▸ What the task asks
The records are to be repeated in full. Every line must match.
** The data follows **
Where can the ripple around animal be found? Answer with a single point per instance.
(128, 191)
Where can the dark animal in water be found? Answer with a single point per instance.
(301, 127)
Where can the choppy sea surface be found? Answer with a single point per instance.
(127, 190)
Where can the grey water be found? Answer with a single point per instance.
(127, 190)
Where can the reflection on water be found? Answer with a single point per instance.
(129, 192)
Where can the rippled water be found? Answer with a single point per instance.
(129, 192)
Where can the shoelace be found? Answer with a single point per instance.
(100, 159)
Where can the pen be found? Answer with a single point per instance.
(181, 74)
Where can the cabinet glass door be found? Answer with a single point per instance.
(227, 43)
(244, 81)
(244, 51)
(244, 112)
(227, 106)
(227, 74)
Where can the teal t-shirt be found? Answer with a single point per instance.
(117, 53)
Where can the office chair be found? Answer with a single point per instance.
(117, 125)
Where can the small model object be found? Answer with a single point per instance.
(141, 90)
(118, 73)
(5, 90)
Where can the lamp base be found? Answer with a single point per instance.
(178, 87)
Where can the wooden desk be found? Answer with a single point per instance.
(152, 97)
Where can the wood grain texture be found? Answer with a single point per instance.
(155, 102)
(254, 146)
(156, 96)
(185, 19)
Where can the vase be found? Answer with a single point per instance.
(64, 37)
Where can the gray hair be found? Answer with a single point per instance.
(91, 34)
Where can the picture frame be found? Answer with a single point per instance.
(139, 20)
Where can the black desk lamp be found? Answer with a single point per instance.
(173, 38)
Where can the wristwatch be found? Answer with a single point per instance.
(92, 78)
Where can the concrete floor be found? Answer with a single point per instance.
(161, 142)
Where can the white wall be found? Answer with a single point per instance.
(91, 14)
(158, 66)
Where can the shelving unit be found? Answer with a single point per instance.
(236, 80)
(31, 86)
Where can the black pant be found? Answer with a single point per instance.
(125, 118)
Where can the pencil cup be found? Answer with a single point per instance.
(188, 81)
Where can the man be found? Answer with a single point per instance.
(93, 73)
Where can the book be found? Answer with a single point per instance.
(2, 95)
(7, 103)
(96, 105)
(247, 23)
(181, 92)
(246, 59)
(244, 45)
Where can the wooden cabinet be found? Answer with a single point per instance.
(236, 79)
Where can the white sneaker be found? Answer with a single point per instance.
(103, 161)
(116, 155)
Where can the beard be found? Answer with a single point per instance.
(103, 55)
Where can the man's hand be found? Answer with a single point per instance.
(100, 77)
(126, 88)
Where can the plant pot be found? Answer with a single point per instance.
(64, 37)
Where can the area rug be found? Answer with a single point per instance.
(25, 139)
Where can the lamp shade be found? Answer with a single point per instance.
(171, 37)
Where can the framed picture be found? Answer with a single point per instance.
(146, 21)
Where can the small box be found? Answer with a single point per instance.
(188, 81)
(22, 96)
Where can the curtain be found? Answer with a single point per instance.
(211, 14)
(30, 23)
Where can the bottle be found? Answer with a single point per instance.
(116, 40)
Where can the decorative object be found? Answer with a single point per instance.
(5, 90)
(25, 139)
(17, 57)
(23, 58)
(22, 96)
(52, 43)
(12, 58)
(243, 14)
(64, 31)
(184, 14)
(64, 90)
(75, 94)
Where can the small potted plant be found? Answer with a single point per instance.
** End of The data **
▸ Task response
Where can the ripple around animal be found? Answer with a single point per instance.
(128, 191)
Where can the dark animal in water be found? Answer with a single point per instance.
(301, 127)
Where can the choppy sea surface be found? Answer with a single point per instance.
(127, 190)
Where can the grey water be found? Answer with a single point per instance.
(127, 190)
Where can the reflection on water be found? Answer with a single point per instance.
(129, 192)
Where can the rippled water be found? Answer with a single point per instance.
(129, 192)
Where can the shoelace be found? Answer with a single point per instance.
(100, 159)
Where can the pen be found? Answer with a single point per instance.
(181, 74)
Where can the cabinet glass door be found? Answer with a single point per instance.
(227, 43)
(244, 81)
(244, 51)
(244, 112)
(227, 106)
(227, 74)
Where can the teal t-shirt be found? Answer with a single point per instance.
(117, 53)
Where can the office chair be found? Answer with a single point per instance.
(117, 125)
Where can the small model object be found? Answer with a single point per instance.
(141, 90)
(118, 73)
(5, 90)
Where can the lamp base be found? Answer with a single point per instance.
(178, 87)
Where can the wooden desk be found? Answer with a single point per instance.
(152, 97)
Where can the wood grain texture be found? Answer with a single point per instance.
(155, 102)
(254, 146)
(156, 96)
(185, 19)
Where can the vase be found? Answer with a single point per instance.
(64, 37)
Where can the gray hair be found? Answer with a single point per instance.
(91, 34)
Where can the picture frame be found? Answer with a single point per instance.
(139, 20)
Where can the black desk lamp be found? Answer with a single point per instance.
(173, 38)
Where can the wristwatch be found? Answer with a single point per instance.
(92, 78)
Where can the concrete floor be found? Answer with a single point per instance.
(161, 142)
Where can the white wall be found? Answer with a single point per instance.
(91, 14)
(158, 66)
Where can the shelving unit be found? Answer with a single point per instance.
(236, 80)
(31, 86)
Where can the black pant be found? Answer with a single point per instance.
(125, 118)
Where can the pencil cup be found? Answer with a single point per instance.
(188, 81)
Where can the man be found? Answer with a single point per instance.
(93, 73)
Where can the book be found? Answer with a single point per instance.
(2, 95)
(7, 103)
(96, 105)
(247, 23)
(181, 92)
(246, 59)
(244, 45)
Where can the wooden cabinet be found? Answer with a single point per instance.
(236, 79)
Where can the white sneaker be found? Answer with a single point per instance.
(103, 161)
(116, 155)
Where can the beard be found? Answer with a single point per instance.
(103, 55)
Where can the man's hand be found? Answer with a single point per instance.
(100, 77)
(126, 88)
Where can the plant pot be found? Answer with a single point per instance.
(64, 37)
Where can the area rug be found? Answer with a single point per instance.
(25, 139)
Where can the lamp shade be found? Answer with a single point per instance.
(171, 37)
Where can the framed picture be found? Answer with a single point per instance.
(146, 21)
Where can the small box be found? Answer with a single point per instance.
(188, 81)
(22, 96)
Where can the curtain be found? Answer with a single point per instance.
(211, 14)
(30, 23)
Where can the bottle be found? Answer with a single point per instance.
(116, 40)
Where can the decorative object be found? Answer with a single point per instance.
(5, 90)
(25, 139)
(17, 57)
(23, 58)
(22, 96)
(52, 43)
(12, 58)
(243, 14)
(64, 31)
(184, 14)
(64, 90)
(75, 94)
Where can the small potted plant be found? Answer with a single point per instance.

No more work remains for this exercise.